Texte du document:
* * *

(note reprise dans l'almanach : aller lire la version enrichie)
CAPI
Le pouvoir n'est pas toujours là où on le croit
Ichak Adizes1 est un consultant américain qui s’est intéressé2 à l’adaptation des entreprises aux changements permanents qui la menacent. Le changement étant permanent, l’entreprise doit prendre des décisions — les meilleures possibles — puis les exécuter — le mieux possible.
Cet apprenti-sage est consacré à la partie exécution de la décision.3
Adizes observe que la bonne exécution d’une décision nécessite le CAPI : c’est-à-dire la coalescence de l’autorité, du pouvoir et de l’influence.
Je trouve que c’est un modèle très puissant qui sépare proprement 3 notions que l’on confond souvent :
- l’autorité est le droit formel ou légal de prendre la décision4,
- le pouvoir est la capacité de permettre ou d’en bloquer l’exécution,
- l’influence est la capacité d’amener quelqu’un à faire quelque chose sans utiliser l’autorité et le pouvoir.
La première est conférée en général au leader — manager, dirigeant, etc. — mais peut aussi être collective — décision à la majorité, au consensus, au consentement, etc. Elle est, en général, assez claire pour tout le monde.

* * *

Lignes de données
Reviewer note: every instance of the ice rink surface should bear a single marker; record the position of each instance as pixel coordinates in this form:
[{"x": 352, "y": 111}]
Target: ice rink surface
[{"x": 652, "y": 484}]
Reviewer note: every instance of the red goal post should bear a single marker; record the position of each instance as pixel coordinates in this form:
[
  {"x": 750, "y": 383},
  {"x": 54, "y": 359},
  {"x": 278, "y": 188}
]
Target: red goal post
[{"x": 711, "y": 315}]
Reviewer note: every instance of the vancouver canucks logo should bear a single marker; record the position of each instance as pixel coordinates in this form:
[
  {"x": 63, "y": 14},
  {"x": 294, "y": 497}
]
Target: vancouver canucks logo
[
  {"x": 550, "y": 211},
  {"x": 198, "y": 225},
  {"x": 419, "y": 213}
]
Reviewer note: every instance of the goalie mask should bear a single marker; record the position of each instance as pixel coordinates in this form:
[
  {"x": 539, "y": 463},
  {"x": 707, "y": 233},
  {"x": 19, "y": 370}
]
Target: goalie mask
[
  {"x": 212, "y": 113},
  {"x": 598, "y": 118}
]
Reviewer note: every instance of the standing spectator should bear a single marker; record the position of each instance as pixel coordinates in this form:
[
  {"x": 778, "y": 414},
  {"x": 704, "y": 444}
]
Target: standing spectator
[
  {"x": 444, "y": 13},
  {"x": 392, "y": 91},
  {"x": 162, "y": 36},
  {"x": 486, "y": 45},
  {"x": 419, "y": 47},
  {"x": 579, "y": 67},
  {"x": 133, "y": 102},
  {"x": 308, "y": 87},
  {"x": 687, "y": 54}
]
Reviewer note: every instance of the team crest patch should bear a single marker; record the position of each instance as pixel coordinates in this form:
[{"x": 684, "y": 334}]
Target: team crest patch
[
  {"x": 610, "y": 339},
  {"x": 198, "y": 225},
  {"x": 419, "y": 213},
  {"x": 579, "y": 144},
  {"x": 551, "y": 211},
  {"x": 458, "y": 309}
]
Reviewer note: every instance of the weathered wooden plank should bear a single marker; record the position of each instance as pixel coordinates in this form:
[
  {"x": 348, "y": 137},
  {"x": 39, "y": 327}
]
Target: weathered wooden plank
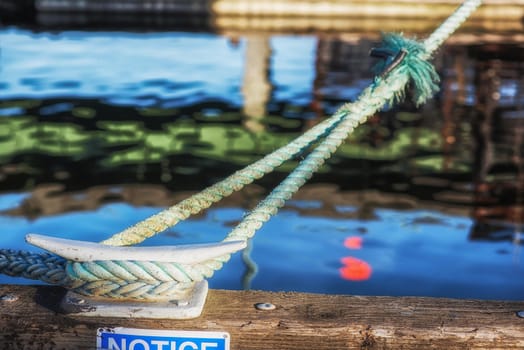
[{"x": 299, "y": 321}]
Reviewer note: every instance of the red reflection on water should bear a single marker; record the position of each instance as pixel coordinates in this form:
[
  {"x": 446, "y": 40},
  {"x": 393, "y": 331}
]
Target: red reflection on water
[
  {"x": 353, "y": 242},
  {"x": 355, "y": 269}
]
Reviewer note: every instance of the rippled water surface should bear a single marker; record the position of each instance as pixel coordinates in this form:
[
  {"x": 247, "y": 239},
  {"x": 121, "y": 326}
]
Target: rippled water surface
[{"x": 99, "y": 130}]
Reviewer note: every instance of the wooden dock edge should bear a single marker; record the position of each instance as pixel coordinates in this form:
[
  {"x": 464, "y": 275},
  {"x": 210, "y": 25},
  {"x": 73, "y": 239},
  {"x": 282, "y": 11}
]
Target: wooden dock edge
[{"x": 29, "y": 320}]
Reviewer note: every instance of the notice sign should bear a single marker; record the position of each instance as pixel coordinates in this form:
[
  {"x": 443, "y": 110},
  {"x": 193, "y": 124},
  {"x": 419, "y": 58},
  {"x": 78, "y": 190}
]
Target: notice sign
[{"x": 120, "y": 338}]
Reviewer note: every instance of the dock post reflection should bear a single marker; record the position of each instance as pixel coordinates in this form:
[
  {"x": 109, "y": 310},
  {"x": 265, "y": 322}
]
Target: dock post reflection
[{"x": 256, "y": 87}]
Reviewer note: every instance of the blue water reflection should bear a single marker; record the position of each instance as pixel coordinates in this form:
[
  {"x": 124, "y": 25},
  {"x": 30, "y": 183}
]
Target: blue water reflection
[
  {"x": 168, "y": 113},
  {"x": 409, "y": 254}
]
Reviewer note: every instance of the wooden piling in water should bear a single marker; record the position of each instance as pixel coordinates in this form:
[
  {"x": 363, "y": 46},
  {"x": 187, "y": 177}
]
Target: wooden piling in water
[{"x": 28, "y": 320}]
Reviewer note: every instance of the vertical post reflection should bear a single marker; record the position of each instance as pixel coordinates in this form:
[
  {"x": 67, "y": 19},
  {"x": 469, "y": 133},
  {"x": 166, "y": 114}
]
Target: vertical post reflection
[{"x": 256, "y": 87}]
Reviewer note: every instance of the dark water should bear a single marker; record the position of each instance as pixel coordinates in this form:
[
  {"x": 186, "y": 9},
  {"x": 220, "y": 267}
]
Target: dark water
[{"x": 99, "y": 130}]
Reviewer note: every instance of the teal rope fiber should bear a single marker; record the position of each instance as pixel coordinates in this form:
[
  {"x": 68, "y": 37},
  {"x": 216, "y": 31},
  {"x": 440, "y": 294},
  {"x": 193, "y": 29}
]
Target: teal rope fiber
[{"x": 150, "y": 280}]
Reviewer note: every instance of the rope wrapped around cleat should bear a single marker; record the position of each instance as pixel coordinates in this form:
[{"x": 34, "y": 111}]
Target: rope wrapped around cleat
[{"x": 406, "y": 63}]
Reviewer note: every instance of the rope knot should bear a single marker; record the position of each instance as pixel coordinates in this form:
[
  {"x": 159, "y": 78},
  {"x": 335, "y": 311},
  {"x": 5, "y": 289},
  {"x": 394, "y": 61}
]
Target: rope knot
[{"x": 403, "y": 56}]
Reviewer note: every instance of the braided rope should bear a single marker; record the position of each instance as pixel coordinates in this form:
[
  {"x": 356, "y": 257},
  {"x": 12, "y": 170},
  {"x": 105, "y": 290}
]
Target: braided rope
[
  {"x": 45, "y": 267},
  {"x": 154, "y": 280},
  {"x": 450, "y": 25},
  {"x": 141, "y": 280},
  {"x": 235, "y": 182}
]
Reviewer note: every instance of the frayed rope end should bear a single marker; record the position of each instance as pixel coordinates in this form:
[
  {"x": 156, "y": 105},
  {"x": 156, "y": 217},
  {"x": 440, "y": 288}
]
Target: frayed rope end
[{"x": 409, "y": 57}]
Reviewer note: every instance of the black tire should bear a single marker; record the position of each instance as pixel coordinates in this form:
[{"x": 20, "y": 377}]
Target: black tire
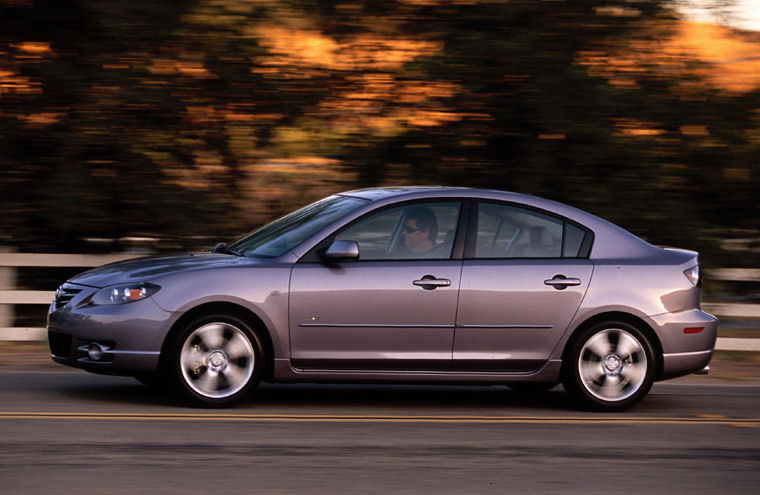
[
  {"x": 609, "y": 367},
  {"x": 215, "y": 361}
]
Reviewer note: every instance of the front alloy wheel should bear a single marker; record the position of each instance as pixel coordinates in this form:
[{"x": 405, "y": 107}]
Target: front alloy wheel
[
  {"x": 216, "y": 361},
  {"x": 610, "y": 368}
]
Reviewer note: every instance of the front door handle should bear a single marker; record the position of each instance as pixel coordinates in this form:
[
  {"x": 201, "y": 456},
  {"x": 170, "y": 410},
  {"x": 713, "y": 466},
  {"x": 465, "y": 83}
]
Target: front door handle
[
  {"x": 560, "y": 282},
  {"x": 429, "y": 282}
]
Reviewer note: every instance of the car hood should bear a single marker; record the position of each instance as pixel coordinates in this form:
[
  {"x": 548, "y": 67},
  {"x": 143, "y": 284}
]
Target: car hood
[{"x": 151, "y": 268}]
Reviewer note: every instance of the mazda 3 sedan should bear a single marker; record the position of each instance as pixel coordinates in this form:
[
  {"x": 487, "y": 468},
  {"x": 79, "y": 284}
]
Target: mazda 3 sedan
[{"x": 409, "y": 284}]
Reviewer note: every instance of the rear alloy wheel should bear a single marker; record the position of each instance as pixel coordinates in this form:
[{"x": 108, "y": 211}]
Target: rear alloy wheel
[
  {"x": 216, "y": 361},
  {"x": 610, "y": 367}
]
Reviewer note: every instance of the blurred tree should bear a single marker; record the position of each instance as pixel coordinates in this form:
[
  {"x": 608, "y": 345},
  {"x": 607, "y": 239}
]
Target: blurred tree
[{"x": 179, "y": 118}]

* * *

Consignes:
A. Dans le texte sur le CAPI, reformulez sous forme de liste le paragraphe qui commence par « La première est conférée », en gardant ses faits principaux.
B. D'après le texte sur le CAPI, pourquoi l'entreprise doit-elle prendre des décisions puis les exécuter ? Répondez en une à trois phrases.
C. Résumez le texte sur le CAPI en deux phrases.
Les items ne jouent aucun rôle dans ce travail.

Réponses attendues:
A.
- L'autorité est en général confiée au leader (manager, dirigeant, etc.).
- Elle peut aussi être collective : décision à la majorité, au consensus, au consentement, etc.
- Elle est en général assez claire pour tout le monde.

B. Parce que le changement est permanent. L'entreprise doit donc prendre les meilleures décisions possibles, puis les exécuter le mieux possible.

C. Selon le consultant américain Ichak Adizes, l'entreprise menacée par des changements permanents doit prendre des décisions et les exécuter, et une bonne exécution exige le CAPI, c'est-à-dire la coalescence de l'autorité, du pouvoir et de l'influence. Ce modèle distingue l'autorité, droit formel de prendre la décision, le pouvoir, capacité de permettre ou de bloquer l'exécution, et l'influence, capacité d'amener quelqu'un à agir sans autorité ni pouvoir.